§ **MATERIAL FOR THE TASK**:

§

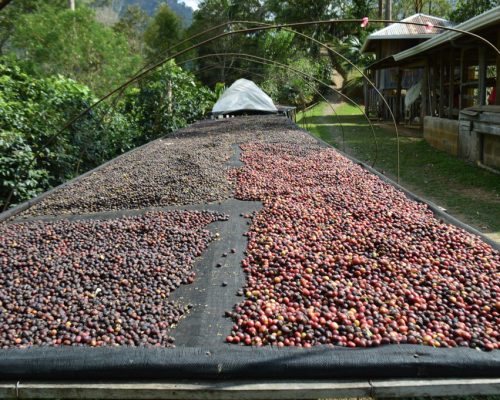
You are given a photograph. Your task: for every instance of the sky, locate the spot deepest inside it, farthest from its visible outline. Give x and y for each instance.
(191, 3)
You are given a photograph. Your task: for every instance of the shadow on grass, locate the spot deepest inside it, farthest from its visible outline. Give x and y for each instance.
(468, 192)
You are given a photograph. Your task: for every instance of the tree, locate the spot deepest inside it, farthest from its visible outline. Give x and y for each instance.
(163, 31)
(215, 12)
(74, 44)
(466, 9)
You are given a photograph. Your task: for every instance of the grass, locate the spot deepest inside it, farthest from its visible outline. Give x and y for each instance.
(466, 191)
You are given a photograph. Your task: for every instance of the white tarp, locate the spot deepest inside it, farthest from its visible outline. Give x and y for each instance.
(243, 95)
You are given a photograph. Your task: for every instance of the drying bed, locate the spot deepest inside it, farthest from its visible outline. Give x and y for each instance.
(187, 167)
(97, 282)
(317, 251)
(337, 256)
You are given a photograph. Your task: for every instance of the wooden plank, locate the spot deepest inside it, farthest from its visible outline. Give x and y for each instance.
(436, 387)
(490, 117)
(230, 390)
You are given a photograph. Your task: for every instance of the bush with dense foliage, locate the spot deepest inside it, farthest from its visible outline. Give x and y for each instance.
(168, 99)
(34, 154)
(74, 44)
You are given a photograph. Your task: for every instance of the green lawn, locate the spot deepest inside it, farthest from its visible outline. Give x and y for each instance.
(468, 192)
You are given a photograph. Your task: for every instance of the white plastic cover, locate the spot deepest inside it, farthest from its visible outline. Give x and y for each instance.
(243, 95)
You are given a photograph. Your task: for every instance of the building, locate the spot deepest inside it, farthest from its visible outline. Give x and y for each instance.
(386, 42)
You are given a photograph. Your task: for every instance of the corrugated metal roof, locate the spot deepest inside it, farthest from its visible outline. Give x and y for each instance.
(481, 21)
(403, 30)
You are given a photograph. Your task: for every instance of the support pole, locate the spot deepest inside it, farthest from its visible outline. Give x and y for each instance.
(451, 87)
(425, 92)
(398, 95)
(497, 100)
(441, 86)
(482, 76)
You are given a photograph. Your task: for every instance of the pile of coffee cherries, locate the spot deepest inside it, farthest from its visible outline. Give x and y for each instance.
(339, 257)
(97, 282)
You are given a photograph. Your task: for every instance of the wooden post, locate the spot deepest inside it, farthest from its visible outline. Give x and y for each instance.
(441, 86)
(398, 95)
(482, 76)
(425, 92)
(388, 10)
(497, 100)
(460, 95)
(451, 87)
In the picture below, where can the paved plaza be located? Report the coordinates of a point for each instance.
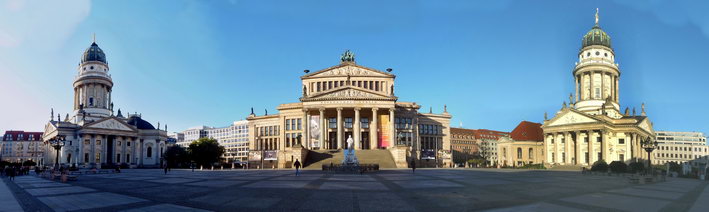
(386, 190)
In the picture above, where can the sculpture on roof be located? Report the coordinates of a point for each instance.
(348, 56)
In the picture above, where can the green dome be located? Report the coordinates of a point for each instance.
(596, 36)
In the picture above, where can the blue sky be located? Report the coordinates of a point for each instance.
(494, 63)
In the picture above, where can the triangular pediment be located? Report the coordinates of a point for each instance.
(646, 125)
(570, 117)
(111, 123)
(350, 93)
(348, 69)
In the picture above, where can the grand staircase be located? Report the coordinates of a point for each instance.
(316, 158)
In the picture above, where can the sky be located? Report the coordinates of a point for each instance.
(494, 63)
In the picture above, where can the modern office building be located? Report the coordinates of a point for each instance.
(525, 145)
(94, 135)
(20, 146)
(592, 127)
(681, 147)
(234, 138)
(349, 102)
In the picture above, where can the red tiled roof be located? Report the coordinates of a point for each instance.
(527, 131)
(14, 136)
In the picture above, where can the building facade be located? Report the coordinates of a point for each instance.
(95, 137)
(349, 101)
(681, 147)
(525, 145)
(234, 138)
(20, 146)
(488, 140)
(592, 127)
(463, 145)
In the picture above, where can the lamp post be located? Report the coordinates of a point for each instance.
(649, 146)
(57, 142)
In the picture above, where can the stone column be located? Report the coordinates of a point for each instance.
(373, 130)
(576, 87)
(323, 128)
(392, 132)
(357, 133)
(92, 157)
(604, 146)
(591, 153)
(556, 157)
(306, 134)
(567, 150)
(577, 147)
(339, 129)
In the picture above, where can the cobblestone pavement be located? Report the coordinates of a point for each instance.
(386, 190)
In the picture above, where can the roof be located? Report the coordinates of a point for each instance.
(14, 136)
(528, 131)
(93, 53)
(140, 123)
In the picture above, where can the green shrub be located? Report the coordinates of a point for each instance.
(600, 166)
(618, 167)
(635, 167)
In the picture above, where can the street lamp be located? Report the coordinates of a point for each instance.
(649, 146)
(57, 142)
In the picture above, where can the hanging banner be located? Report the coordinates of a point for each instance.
(384, 133)
(270, 155)
(315, 131)
(428, 154)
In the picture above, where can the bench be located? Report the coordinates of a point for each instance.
(634, 180)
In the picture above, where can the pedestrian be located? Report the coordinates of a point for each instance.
(297, 167)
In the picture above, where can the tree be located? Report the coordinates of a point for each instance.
(618, 167)
(600, 166)
(176, 156)
(206, 151)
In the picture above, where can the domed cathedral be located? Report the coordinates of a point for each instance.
(94, 136)
(349, 102)
(592, 127)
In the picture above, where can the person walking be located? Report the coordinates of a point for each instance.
(297, 167)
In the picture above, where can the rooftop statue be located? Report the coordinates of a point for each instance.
(348, 56)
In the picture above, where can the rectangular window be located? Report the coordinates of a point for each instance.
(332, 123)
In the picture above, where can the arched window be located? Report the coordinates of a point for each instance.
(519, 153)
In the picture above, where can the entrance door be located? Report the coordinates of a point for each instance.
(344, 141)
(332, 140)
(364, 140)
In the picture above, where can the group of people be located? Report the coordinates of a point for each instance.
(12, 171)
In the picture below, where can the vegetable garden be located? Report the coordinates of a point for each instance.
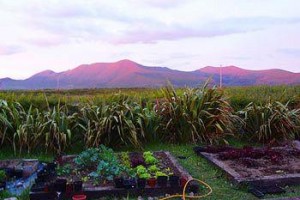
(203, 115)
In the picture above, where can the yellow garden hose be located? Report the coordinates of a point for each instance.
(183, 195)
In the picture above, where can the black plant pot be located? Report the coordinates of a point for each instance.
(174, 181)
(42, 176)
(38, 187)
(77, 186)
(119, 182)
(192, 188)
(162, 181)
(2, 185)
(60, 185)
(9, 172)
(129, 183)
(51, 187)
(18, 173)
(51, 166)
(141, 183)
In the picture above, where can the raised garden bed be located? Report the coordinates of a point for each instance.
(101, 172)
(256, 166)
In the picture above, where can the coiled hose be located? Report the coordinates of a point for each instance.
(183, 195)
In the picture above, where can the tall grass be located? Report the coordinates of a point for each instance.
(198, 115)
(272, 121)
(55, 121)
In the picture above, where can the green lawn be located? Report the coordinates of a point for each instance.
(198, 167)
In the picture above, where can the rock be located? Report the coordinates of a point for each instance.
(191, 194)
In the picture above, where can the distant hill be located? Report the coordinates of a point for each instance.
(236, 76)
(126, 73)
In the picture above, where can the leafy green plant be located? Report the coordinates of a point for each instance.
(153, 169)
(159, 173)
(64, 170)
(145, 175)
(141, 169)
(2, 175)
(88, 158)
(149, 158)
(125, 160)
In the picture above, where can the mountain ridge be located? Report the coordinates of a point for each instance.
(127, 73)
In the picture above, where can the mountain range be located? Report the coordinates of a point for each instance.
(126, 73)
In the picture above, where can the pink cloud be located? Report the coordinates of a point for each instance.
(10, 49)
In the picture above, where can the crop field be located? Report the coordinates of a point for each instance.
(239, 97)
(42, 124)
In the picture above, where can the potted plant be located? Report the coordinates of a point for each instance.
(141, 183)
(183, 181)
(77, 186)
(69, 186)
(129, 183)
(151, 182)
(60, 185)
(2, 180)
(18, 173)
(174, 181)
(162, 179)
(142, 180)
(119, 182)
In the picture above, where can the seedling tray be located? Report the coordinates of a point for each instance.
(110, 190)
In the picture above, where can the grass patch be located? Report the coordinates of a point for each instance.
(198, 167)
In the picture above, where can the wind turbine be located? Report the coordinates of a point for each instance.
(221, 76)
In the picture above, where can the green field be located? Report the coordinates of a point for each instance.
(238, 96)
(150, 119)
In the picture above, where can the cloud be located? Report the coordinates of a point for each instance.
(10, 49)
(290, 51)
(147, 33)
(129, 22)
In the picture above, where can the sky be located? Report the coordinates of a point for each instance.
(37, 35)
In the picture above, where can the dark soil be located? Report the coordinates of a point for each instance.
(257, 162)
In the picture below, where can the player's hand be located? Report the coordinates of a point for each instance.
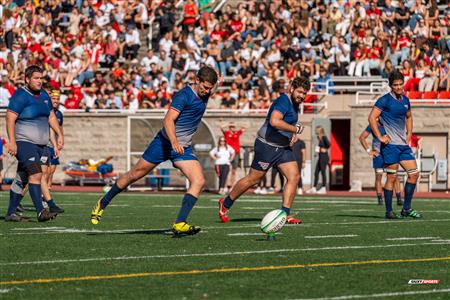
(12, 149)
(373, 153)
(294, 138)
(178, 148)
(60, 142)
(385, 139)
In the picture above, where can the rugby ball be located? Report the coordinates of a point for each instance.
(273, 221)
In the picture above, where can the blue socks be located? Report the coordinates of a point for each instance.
(287, 210)
(388, 199)
(36, 196)
(409, 192)
(186, 206)
(228, 202)
(14, 201)
(110, 195)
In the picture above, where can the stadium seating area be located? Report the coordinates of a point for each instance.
(116, 54)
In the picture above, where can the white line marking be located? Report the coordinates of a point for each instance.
(393, 294)
(55, 261)
(249, 233)
(330, 236)
(413, 238)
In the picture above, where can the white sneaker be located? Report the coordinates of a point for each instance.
(311, 191)
(322, 190)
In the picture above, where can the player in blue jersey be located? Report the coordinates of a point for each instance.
(28, 121)
(49, 170)
(394, 113)
(173, 142)
(273, 149)
(378, 163)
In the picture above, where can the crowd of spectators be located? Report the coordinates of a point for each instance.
(100, 54)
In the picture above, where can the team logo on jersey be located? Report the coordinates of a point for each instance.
(263, 165)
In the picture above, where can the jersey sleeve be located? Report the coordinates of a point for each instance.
(17, 103)
(178, 102)
(381, 103)
(281, 105)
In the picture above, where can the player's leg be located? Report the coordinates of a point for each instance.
(398, 191)
(194, 173)
(139, 170)
(244, 184)
(378, 186)
(290, 171)
(413, 175)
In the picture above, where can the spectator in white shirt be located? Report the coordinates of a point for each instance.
(223, 154)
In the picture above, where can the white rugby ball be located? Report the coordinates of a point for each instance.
(273, 221)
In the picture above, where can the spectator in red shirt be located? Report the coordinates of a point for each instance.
(232, 137)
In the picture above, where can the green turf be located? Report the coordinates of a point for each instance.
(132, 238)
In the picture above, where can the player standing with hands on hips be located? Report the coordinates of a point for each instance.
(394, 113)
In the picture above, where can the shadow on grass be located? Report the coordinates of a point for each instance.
(362, 216)
(246, 220)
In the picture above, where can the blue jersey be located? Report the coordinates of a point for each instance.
(393, 117)
(191, 108)
(32, 116)
(59, 117)
(376, 143)
(272, 136)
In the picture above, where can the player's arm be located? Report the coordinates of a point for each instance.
(409, 125)
(54, 124)
(169, 126)
(11, 118)
(373, 116)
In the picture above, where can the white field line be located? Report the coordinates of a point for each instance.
(329, 236)
(413, 238)
(381, 295)
(64, 261)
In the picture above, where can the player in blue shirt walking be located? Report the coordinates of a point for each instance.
(394, 113)
(27, 122)
(173, 142)
(273, 149)
(378, 163)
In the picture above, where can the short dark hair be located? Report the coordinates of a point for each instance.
(396, 75)
(301, 82)
(31, 70)
(207, 73)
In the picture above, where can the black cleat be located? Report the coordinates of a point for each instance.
(45, 216)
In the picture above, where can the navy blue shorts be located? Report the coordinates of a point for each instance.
(29, 153)
(267, 156)
(394, 154)
(54, 160)
(378, 162)
(160, 150)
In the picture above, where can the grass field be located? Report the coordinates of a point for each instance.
(344, 250)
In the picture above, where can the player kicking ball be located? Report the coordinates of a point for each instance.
(273, 149)
(394, 113)
(173, 142)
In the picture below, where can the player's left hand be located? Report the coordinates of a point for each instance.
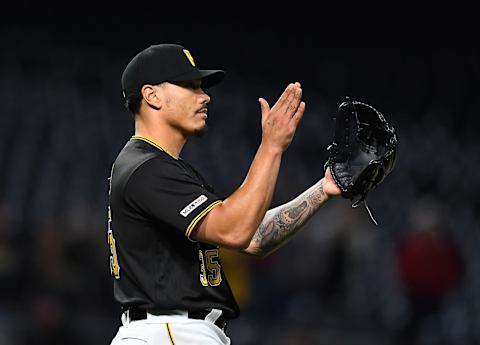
(329, 186)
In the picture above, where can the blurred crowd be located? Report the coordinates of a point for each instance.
(414, 279)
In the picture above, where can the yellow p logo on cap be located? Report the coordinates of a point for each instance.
(189, 57)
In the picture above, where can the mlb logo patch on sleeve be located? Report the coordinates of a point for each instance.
(193, 205)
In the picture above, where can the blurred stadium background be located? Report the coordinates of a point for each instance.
(415, 279)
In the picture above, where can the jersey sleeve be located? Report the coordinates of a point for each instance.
(164, 190)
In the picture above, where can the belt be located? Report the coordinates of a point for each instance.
(211, 315)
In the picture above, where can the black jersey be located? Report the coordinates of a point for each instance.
(155, 202)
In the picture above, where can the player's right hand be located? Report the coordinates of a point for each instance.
(280, 122)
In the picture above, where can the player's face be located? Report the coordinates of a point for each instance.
(185, 106)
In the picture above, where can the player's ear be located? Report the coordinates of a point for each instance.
(150, 95)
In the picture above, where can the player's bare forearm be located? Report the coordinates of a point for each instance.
(282, 222)
(233, 223)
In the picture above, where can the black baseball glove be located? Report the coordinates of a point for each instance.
(363, 151)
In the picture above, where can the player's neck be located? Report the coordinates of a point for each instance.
(168, 139)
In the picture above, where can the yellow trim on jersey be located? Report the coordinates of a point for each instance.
(151, 142)
(200, 216)
(170, 334)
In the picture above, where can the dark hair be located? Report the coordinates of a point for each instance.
(133, 102)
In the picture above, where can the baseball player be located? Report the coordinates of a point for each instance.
(166, 223)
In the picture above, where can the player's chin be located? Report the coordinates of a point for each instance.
(201, 130)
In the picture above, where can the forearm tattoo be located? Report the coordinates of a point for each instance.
(281, 223)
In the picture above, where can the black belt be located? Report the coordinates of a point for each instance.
(135, 313)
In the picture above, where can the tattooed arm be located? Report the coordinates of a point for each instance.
(283, 222)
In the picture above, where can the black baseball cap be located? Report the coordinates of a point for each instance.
(165, 63)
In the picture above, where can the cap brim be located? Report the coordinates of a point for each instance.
(209, 77)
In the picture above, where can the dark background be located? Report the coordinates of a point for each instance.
(413, 279)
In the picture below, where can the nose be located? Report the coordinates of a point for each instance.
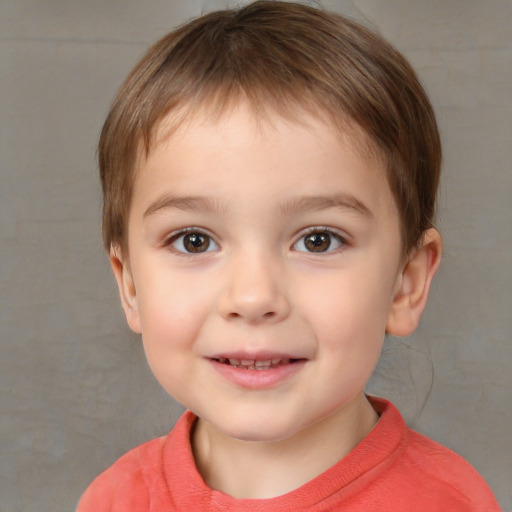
(254, 291)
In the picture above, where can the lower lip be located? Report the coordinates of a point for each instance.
(258, 379)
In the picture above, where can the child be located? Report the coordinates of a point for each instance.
(269, 178)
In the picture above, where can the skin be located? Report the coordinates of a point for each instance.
(259, 193)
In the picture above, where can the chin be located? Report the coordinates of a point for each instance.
(261, 431)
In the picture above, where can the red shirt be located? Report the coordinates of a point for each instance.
(392, 469)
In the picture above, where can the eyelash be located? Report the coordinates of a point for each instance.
(339, 241)
(181, 234)
(322, 230)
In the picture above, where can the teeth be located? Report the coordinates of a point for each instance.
(252, 364)
(263, 364)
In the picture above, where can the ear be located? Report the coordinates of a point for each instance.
(413, 285)
(127, 291)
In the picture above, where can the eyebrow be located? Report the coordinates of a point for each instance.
(296, 205)
(325, 202)
(185, 203)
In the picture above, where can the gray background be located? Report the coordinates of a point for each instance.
(74, 387)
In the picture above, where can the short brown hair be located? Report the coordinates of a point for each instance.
(280, 55)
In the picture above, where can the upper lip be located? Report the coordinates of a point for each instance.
(255, 356)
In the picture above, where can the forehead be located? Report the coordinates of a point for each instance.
(241, 152)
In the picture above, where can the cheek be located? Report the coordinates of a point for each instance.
(172, 312)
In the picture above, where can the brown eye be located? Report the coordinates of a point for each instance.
(193, 243)
(317, 242)
(322, 240)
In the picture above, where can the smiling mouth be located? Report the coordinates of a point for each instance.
(255, 364)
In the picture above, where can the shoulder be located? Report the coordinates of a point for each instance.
(449, 472)
(431, 475)
(444, 476)
(127, 482)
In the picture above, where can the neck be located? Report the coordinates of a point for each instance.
(257, 470)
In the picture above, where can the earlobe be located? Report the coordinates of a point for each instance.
(127, 291)
(413, 285)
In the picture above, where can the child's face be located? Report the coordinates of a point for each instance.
(261, 244)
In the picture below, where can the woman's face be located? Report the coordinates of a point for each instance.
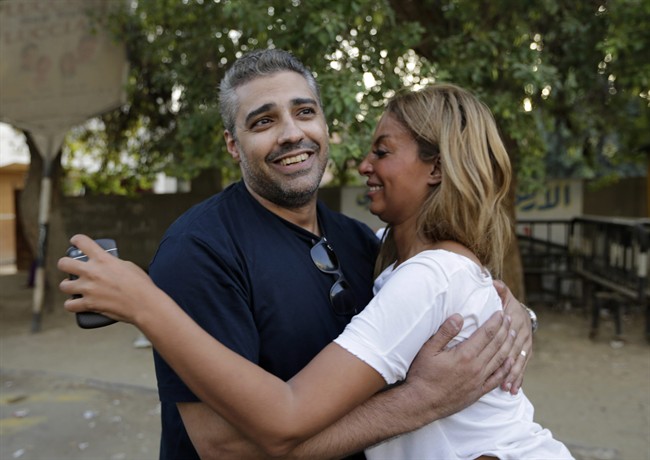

§

§ **PROMPT**:
Write the lines out word for word, starting at the one with "In the picture above, where can the child's" and stopping after the last line of the material above, with pictures excluded.

§ **TASK SOLUTION**:
In the picture above, where can the child's face be located? Report the coordinates of a point for each instance.
(261, 244)
In the picture below, where can the woman's face be located? Report the coordinates of a point for each instance.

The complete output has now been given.